■ Extrait fourni ■
============
Cinéastes.net :
L'envie de travailler avec de l'encre
sur la pellicule, c'était l'envie de retrouver des mouvements
graphiques sur la pellicule, obtenus avant par d'autres procédés ?
Marcelle Thirache : Oui.
Cinéastes.net : Et au niveau
du choix de l'encre : noire ou couleur, ça se fait comment
?
Marcelle Thirache : En fait
le cinéma c'est quand même principalement de la lumière qui
va traverser une surface transparente. Donc si on bouche,
la lumière ne va passer qu'à certains endroits, c'est la raison
pour laquelle j'ai utilisé l'encre. Pour la couleur, j'ai
utilisé des produits de retouche-photos tout bêtes, mais si
j'utilise des produits de retouche-photos, ce n’est pas assez
bouché et, comment dire… les traits ne sont pas assez fins,
alors que l'encre de Chine permet que ce soit complètement
bouché et les traits deviennent alors très fins. En fait,
il n'y a que comme ça que j'ai réussi à recréer ce que je
travaillais en sculptant la lumière avec une caméra, et à
re-sculpter la pellicule et lumière à travers ma table lumineuse.
============
■ Données d'entrée ■
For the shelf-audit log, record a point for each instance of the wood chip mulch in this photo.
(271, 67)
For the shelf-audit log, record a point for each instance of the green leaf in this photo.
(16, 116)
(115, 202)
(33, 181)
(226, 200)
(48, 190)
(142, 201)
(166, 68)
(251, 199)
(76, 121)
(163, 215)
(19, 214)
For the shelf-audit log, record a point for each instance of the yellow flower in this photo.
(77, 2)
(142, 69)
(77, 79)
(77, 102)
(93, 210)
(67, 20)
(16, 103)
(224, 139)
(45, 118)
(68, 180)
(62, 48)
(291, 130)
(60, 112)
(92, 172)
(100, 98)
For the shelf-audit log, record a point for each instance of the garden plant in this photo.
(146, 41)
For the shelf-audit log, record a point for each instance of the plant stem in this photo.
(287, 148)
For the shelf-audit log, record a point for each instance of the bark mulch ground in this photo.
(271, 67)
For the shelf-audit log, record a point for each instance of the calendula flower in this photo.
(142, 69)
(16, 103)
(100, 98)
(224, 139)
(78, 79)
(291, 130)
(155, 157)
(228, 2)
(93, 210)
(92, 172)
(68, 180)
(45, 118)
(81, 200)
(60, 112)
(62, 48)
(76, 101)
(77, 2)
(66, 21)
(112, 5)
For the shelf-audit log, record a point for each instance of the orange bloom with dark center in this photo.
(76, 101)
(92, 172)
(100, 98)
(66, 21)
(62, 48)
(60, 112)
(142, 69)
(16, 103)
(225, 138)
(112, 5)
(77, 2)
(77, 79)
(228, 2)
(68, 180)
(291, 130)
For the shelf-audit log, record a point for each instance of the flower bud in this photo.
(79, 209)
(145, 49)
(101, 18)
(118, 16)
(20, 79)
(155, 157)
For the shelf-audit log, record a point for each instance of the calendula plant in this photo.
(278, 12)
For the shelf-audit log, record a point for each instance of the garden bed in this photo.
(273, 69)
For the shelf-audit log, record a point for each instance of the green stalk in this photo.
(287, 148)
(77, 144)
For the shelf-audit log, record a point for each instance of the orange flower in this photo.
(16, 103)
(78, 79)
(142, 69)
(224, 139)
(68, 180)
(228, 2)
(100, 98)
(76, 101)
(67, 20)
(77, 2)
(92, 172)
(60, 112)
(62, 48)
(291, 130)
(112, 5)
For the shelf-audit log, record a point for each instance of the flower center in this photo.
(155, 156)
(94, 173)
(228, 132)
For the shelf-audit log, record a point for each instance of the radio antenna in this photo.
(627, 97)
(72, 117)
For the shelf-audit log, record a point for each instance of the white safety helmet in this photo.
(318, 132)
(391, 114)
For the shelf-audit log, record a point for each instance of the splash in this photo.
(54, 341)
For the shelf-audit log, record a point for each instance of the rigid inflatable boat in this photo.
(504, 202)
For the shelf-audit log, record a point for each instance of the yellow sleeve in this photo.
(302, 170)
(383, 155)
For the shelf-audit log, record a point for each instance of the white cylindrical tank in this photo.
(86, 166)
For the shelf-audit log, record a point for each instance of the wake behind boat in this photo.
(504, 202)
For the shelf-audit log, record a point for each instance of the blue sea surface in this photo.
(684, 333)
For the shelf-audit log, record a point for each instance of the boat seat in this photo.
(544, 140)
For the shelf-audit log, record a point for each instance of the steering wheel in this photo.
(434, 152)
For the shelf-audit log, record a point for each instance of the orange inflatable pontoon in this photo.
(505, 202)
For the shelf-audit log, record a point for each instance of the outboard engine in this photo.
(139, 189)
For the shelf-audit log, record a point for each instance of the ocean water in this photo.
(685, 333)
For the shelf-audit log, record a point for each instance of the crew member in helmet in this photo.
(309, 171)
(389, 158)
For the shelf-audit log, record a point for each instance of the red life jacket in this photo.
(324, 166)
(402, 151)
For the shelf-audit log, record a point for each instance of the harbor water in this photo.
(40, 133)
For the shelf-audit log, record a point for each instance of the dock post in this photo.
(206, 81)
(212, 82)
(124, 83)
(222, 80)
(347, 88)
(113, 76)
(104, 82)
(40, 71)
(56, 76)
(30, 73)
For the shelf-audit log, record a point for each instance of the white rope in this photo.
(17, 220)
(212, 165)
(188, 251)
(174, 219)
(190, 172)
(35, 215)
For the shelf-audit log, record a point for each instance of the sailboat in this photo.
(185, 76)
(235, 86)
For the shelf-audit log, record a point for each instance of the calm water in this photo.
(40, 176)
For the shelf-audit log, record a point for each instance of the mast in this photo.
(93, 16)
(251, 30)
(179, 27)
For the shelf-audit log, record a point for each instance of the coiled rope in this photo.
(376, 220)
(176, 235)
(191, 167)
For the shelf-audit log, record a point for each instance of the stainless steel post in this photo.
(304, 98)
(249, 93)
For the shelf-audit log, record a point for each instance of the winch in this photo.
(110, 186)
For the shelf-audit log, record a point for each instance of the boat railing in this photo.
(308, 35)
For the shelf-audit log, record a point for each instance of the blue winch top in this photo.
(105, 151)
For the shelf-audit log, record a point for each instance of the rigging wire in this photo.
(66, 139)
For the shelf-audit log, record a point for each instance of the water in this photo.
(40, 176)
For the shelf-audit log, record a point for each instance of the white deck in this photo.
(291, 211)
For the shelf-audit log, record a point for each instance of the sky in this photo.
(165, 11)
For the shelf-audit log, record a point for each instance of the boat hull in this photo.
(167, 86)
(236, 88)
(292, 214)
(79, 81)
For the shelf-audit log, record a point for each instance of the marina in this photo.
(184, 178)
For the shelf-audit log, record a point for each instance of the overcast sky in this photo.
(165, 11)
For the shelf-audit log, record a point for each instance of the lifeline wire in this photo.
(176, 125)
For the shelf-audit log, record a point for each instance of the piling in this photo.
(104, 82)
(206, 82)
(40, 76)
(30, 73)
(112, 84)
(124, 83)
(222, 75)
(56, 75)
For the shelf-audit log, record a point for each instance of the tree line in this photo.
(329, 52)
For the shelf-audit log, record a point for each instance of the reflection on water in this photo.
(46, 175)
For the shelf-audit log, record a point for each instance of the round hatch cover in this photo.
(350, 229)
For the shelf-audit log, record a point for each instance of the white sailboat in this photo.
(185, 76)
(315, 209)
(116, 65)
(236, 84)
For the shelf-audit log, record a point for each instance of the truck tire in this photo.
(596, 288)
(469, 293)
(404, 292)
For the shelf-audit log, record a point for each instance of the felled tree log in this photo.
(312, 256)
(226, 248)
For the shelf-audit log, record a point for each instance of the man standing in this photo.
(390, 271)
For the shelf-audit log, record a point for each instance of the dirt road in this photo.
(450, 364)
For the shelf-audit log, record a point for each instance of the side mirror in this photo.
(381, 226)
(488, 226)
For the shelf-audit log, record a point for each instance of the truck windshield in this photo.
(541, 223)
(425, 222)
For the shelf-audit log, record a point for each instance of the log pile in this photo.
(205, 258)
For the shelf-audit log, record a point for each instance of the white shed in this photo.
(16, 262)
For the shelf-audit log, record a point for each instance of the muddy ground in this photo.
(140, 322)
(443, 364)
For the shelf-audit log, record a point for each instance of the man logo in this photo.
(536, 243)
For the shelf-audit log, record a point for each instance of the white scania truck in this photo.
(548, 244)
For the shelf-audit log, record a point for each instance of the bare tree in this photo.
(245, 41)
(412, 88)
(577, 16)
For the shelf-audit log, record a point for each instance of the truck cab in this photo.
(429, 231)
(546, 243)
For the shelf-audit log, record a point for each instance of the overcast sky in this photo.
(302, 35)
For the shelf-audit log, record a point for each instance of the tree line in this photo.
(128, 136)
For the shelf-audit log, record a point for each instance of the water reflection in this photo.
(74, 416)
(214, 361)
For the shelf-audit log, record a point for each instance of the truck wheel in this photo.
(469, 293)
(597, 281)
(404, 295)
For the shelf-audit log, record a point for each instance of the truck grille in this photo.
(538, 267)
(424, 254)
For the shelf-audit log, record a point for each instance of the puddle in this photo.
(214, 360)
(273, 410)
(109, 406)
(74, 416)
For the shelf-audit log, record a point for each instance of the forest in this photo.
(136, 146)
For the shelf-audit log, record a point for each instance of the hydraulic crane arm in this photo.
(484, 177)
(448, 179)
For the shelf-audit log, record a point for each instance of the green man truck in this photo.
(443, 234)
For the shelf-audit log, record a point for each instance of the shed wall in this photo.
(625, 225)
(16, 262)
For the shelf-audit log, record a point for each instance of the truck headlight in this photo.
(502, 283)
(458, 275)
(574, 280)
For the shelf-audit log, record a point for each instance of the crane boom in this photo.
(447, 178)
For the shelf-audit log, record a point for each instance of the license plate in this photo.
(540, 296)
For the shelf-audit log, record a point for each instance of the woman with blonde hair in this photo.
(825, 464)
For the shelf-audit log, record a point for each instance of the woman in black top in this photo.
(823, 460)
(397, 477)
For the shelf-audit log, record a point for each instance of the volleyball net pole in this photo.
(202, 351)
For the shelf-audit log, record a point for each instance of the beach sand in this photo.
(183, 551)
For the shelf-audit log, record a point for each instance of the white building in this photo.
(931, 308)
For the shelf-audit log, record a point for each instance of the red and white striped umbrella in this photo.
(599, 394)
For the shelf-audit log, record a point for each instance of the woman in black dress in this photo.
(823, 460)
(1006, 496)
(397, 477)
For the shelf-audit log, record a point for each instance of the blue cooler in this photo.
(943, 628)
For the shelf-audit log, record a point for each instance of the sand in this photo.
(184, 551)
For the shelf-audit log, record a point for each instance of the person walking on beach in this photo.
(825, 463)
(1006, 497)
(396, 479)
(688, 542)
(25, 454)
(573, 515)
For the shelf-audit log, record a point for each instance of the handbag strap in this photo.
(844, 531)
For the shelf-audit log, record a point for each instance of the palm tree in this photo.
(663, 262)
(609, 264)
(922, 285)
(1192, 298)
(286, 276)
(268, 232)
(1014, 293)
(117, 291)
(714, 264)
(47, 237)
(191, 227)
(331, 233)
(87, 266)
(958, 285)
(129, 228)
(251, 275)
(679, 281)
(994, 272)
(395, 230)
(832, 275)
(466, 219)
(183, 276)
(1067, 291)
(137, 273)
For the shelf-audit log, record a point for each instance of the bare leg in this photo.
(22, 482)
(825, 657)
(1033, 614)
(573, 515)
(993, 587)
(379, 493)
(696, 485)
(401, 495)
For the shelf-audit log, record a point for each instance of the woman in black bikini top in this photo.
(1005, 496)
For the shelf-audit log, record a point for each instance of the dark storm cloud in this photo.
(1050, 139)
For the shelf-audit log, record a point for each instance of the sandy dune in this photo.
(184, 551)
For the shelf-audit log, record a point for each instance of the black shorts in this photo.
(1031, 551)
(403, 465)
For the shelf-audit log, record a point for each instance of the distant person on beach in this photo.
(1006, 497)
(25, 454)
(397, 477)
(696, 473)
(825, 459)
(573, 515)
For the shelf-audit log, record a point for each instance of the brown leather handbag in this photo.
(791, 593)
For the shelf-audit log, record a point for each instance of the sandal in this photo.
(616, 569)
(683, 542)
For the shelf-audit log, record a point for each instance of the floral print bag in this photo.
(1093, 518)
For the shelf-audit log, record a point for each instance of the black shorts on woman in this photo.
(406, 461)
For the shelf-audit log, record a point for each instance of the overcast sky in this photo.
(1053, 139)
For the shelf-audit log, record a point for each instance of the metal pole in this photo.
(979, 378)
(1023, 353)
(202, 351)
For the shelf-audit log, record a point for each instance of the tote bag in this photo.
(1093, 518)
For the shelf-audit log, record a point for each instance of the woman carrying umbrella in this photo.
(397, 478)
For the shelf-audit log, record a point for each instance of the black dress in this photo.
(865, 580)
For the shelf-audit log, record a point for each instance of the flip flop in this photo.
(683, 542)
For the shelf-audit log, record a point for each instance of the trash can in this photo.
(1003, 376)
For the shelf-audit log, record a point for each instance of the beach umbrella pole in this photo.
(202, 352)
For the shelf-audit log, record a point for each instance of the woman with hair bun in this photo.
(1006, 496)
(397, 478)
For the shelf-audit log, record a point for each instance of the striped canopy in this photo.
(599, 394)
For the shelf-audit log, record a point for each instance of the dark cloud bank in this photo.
============
■ Travail demandé ■
[1] Comptez les lignes qui contiennent la chaîne « orange » et indiquez uniquement ce nombre.
[2] Reprenez l'entretien sur l'encre et la pellicule après sa dernière phrase et poursuivez-en la rédaction.
L'entretien sur l'encre et la pellicule et les lignes sont indépendants les uns des autres.

■ Réponses rédigées ■
[1] 3

[2]
Cinéastes.net : Parfois
l'encre de Chine déposée sur de la pellicule provoque des
craquelures.
Marcelle Thirache : C'est
ce que j'aime dans l'encre de Chine : au fur et à mesure qu’elle
sèche, elle crée des craquelures ; la lumière passe au
travers d’entre elles et crée à nouveau toutes une myriade
de lignes que j'utilise beaucoup, qui sont justement en harmonie
avec le fond. Si je pense à un film comme Notes d'hiver,
on croit voir les feuilles des arbres, mais en fait il n'y
a pas de feuilles aux arbres puisque c'est l'hiver. Mais on
voit des feuilles d'arbre à cause de ces ramures engendrées
par l'encre de Chine.
Cinéastes.net : L'aspect purement
visuel de vos films, le silence qui est volontaire, pourquoi
est-il choisi ?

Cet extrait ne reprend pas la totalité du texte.